**Exercise task:** Reproduce the listing below in full, renaming every occurrence of "keypoint" to "marker" and leaving all other text unchanged. Omit the pictures from your answer.

**Data to process:**
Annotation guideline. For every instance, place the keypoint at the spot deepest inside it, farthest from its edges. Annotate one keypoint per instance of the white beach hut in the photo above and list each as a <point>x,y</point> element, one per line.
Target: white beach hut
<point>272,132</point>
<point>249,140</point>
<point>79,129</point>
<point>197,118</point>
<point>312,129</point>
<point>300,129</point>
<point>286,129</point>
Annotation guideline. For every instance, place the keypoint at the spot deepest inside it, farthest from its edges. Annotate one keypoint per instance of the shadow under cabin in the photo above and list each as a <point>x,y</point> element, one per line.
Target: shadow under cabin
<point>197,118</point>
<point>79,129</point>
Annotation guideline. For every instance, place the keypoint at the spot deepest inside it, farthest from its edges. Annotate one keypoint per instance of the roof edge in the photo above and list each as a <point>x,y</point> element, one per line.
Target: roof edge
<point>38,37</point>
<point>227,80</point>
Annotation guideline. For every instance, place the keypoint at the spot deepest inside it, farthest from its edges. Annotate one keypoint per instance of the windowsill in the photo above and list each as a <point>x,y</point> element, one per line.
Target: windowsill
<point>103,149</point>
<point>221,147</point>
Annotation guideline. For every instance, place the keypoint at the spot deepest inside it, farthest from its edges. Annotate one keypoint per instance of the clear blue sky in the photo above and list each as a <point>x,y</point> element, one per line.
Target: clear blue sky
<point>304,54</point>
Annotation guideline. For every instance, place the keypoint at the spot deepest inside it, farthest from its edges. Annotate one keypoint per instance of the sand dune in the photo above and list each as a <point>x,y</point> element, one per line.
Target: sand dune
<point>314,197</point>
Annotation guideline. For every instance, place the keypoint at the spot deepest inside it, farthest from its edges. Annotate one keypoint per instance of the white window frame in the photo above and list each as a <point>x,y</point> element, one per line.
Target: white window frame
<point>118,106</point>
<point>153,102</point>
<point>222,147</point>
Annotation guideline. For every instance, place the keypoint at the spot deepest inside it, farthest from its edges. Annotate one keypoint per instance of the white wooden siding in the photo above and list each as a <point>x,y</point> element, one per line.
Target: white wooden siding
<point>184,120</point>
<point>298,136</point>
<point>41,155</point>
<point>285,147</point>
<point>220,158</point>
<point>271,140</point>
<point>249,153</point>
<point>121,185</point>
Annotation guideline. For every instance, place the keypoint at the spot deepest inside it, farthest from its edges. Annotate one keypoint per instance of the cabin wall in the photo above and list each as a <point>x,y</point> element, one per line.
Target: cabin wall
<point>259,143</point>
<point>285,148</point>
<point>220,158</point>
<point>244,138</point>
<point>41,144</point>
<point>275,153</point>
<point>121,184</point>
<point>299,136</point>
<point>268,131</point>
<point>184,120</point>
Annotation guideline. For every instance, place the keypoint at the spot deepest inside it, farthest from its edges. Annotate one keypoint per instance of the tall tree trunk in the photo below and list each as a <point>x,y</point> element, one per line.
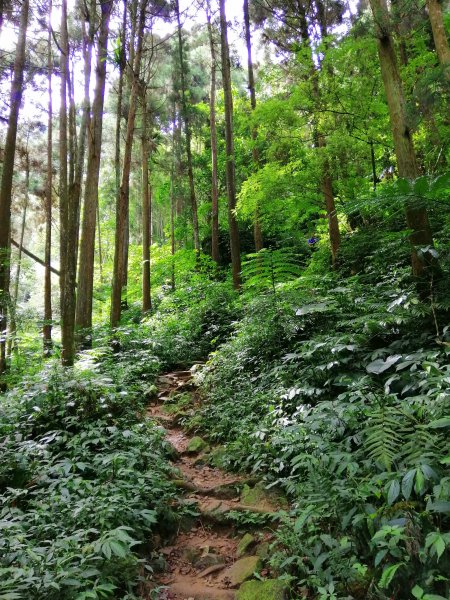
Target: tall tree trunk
<point>122,213</point>
<point>257,233</point>
<point>213,132</point>
<point>90,208</point>
<point>326,183</point>
<point>48,314</point>
<point>100,253</point>
<point>187,133</point>
<point>172,197</point>
<point>67,325</point>
<point>7,177</point>
<point>122,66</point>
<point>146,209</point>
<point>439,34</point>
<point>13,322</point>
<point>416,214</point>
<point>229,142</point>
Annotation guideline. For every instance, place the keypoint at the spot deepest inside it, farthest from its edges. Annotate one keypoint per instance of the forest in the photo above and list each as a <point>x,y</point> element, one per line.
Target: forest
<point>224,299</point>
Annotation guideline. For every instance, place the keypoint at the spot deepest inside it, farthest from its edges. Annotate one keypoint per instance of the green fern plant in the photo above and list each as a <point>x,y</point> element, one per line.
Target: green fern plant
<point>267,268</point>
<point>384,436</point>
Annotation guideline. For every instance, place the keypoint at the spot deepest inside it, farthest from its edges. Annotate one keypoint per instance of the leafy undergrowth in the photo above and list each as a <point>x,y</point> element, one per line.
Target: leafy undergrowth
<point>84,482</point>
<point>337,390</point>
<point>85,479</point>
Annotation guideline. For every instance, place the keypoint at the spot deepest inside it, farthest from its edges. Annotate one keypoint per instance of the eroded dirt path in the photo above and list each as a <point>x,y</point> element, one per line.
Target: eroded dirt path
<point>208,559</point>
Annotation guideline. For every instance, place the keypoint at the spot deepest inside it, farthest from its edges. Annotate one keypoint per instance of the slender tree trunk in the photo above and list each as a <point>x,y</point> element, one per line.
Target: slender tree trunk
<point>187,133</point>
<point>172,199</point>
<point>48,314</point>
<point>146,210</point>
<point>7,178</point>
<point>229,142</point>
<point>416,214</point>
<point>100,253</point>
<point>66,226</point>
<point>90,209</point>
<point>13,322</point>
<point>122,213</point>
<point>439,34</point>
<point>122,66</point>
<point>213,131</point>
<point>257,232</point>
<point>326,182</point>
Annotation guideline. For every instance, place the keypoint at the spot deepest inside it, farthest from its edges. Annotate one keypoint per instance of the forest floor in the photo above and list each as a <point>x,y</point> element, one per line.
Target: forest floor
<point>212,557</point>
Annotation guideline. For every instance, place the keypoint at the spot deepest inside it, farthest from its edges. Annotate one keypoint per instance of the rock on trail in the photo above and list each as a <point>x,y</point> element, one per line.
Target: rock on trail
<point>208,559</point>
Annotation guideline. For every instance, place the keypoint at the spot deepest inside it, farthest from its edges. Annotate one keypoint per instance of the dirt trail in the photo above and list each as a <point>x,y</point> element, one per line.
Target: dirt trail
<point>199,563</point>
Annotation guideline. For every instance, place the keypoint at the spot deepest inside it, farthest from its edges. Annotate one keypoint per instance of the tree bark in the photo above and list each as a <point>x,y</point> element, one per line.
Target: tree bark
<point>122,65</point>
<point>7,178</point>
<point>122,213</point>
<point>172,197</point>
<point>257,232</point>
<point>213,132</point>
<point>188,134</point>
<point>229,143</point>
<point>326,183</point>
<point>13,322</point>
<point>90,208</point>
<point>439,35</point>
<point>48,313</point>
<point>146,210</point>
<point>416,214</point>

**Task result:**
Annotation guideline. For every instance, place the marker at the spot deepest inside it, farthest from its edges. Annotate one marker per instance of the white beach hut in the photo above and list each as a <point>x,y</point> element, one per line.
Target: white beach hut
<point>272,132</point>
<point>249,140</point>
<point>79,129</point>
<point>197,118</point>
<point>312,129</point>
<point>300,129</point>
<point>286,129</point>
Annotation guideline. For every instance, place the marker at the spot deepest inside it, farthest from its edges. Annotate one marker per instance of the shadow under cabin in the photo above and list each as a <point>x,y</point> element, one per line.
Target: shadow under cabin
<point>197,118</point>
<point>79,129</point>
Annotation guideline. For every instance, place the marker at the spot deepest inside it, farthest from its edges. Annotate one marker per instance of the roof edge in the photo above and list each as a <point>x,y</point> element, one per line.
Target: roof edge
<point>38,37</point>
<point>227,80</point>
Annotation guideline. For every instance, place the marker at the spot deepest inside it, farthest from its edges. Annotate one marker per instance of the windowsill in the photo above and list each as a <point>x,y</point> element, one per line.
Target: windowsill
<point>103,149</point>
<point>221,147</point>
Annotation guideline. For every instance, place the marker at the spot deepest inside it, farthest from its edges. Annotate one marker per instance of the clear blue sky in the photo above and list each as a <point>x,y</point> element, one per line.
Target: clear blue sky
<point>304,54</point>
Annotation guideline. For every instance, place the marker at the spot deepest inside it, farthest from its edges. Annotate one marker per instance of the sand dune in the photo above and list each as a <point>x,y</point> element, one per line.
Target: sand dune
<point>314,197</point>
Annotation guideline. For every instance, place the marker at the spot deepest inside it, farthest from its edges. Annotate one marker per instance of the white window frame in the photo above and list each as a <point>x,y</point> element, one per line.
Target: white window frame
<point>118,106</point>
<point>153,102</point>
<point>222,147</point>
Annotation guideline. For every instance, place the marker at the spot deepest inside it, farthest from its edges. Annotate one marker per instance of the white wooden siding in the photo above and list each as a <point>x,y</point> element, one per line.
Target: white wooden siding
<point>184,120</point>
<point>298,136</point>
<point>41,155</point>
<point>285,147</point>
<point>220,158</point>
<point>271,140</point>
<point>249,153</point>
<point>121,185</point>
Annotation guideline. For every instance, place the marker at the spot deepest inside it, farthest from its edges. Annotate one marker per instance of the cabin wall in the photo above and list each as a <point>x,y</point> element, one per line.
Target: cabin wall
<point>259,143</point>
<point>285,148</point>
<point>220,158</point>
<point>244,138</point>
<point>41,144</point>
<point>275,153</point>
<point>121,184</point>
<point>299,136</point>
<point>268,131</point>
<point>184,120</point>
Annotation guideline. For every instance, place the marker at the spot deepest inside it, farthest from its edges. Annotate one marker per instance of the tall tree trunk in the photo below and list each as a <point>x,y</point> element, one per line.
Target: tall tree trunk
<point>122,213</point>
<point>257,233</point>
<point>213,132</point>
<point>90,208</point>
<point>326,183</point>
<point>48,314</point>
<point>100,253</point>
<point>187,133</point>
<point>172,197</point>
<point>67,325</point>
<point>7,177</point>
<point>122,66</point>
<point>146,209</point>
<point>439,34</point>
<point>13,322</point>
<point>416,214</point>
<point>229,142</point>
Annotation guideline. For every instance, place the marker at the spot deepest inside it, farthest from its edges. Annotate one marker per instance of the forest in the photo above and list each as a <point>x,y</point> element, one per line.
Target: forest
<point>224,299</point>
Annotation guideline. For every instance, place the marker at the spot deepest inside it, farthest from its edges. Annotate one marker per instance of the green fern plant in the photo above and list each as a <point>x,y</point> element, one per line.
Target: green fern plant
<point>267,268</point>
<point>384,436</point>
Annotation guideline. For every instance, place the marker at the spot deepest inside it, farthest from its edges. Annotate one marker per instance of the leafy undergrowth in the photo above and list each as a <point>x,y</point> element, one per line.
Target: leafy undergrowth
<point>84,482</point>
<point>337,390</point>
<point>85,479</point>
Annotation guideline. For every instance, place the marker at the spot deepest inside it, farthest from its edges. Annotate one marker per instance of the eroded dirt path in the photo above and list each as a <point>x,y</point> element, one per line.
Target: eroded dirt path
<point>208,559</point>
Annotation guideline. For every instance, place the marker at the spot deepest inside it, farthest from its edges. Annotate one marker per instance of the slender tree trunk in the photo above and list each as a <point>x,y</point> element, one per line.
Target: slender tree trunk
<point>187,133</point>
<point>172,199</point>
<point>48,314</point>
<point>146,210</point>
<point>7,178</point>
<point>229,142</point>
<point>416,214</point>
<point>100,253</point>
<point>66,226</point>
<point>90,209</point>
<point>13,322</point>
<point>122,213</point>
<point>439,34</point>
<point>122,66</point>
<point>213,131</point>
<point>257,232</point>
<point>326,182</point>
Annotation guideline. For every instance, place the marker at the spot deepest inside it, farthest from its edges. Annotate one marker per instance of the forest floor in the photo above and list each as a <point>x,y</point> element, one per line.
Target: forest floor
<point>212,557</point>
Annotation guideline. For every instance, place the marker at the spot deepest inside it, farthest from its edges. Annotate one marker per instance of the rock on trail in the photo above and list each as a <point>x,y</point> element, one per line.
Target: rock on trail
<point>208,559</point>
Annotation guideline. For every instance, place the marker at the spot deepest inside it, farthest from its edges. Annotate one marker per instance of the dirt trail in the photo above and list each as a <point>x,y</point> element, one per line.
Target: dirt trail
<point>199,563</point>
Annotation guideline. For every instance, place the marker at the spot deepest inside it, farthest from its edges. Annotate one marker per instance of the tree bark in the photo above and list each as a <point>x,y</point> element, one per line.
Target: tree bark
<point>122,65</point>
<point>7,178</point>
<point>122,213</point>
<point>172,197</point>
<point>257,232</point>
<point>213,132</point>
<point>188,134</point>
<point>229,143</point>
<point>326,183</point>
<point>13,322</point>
<point>90,208</point>
<point>439,35</point>
<point>48,313</point>
<point>146,210</point>
<point>416,214</point>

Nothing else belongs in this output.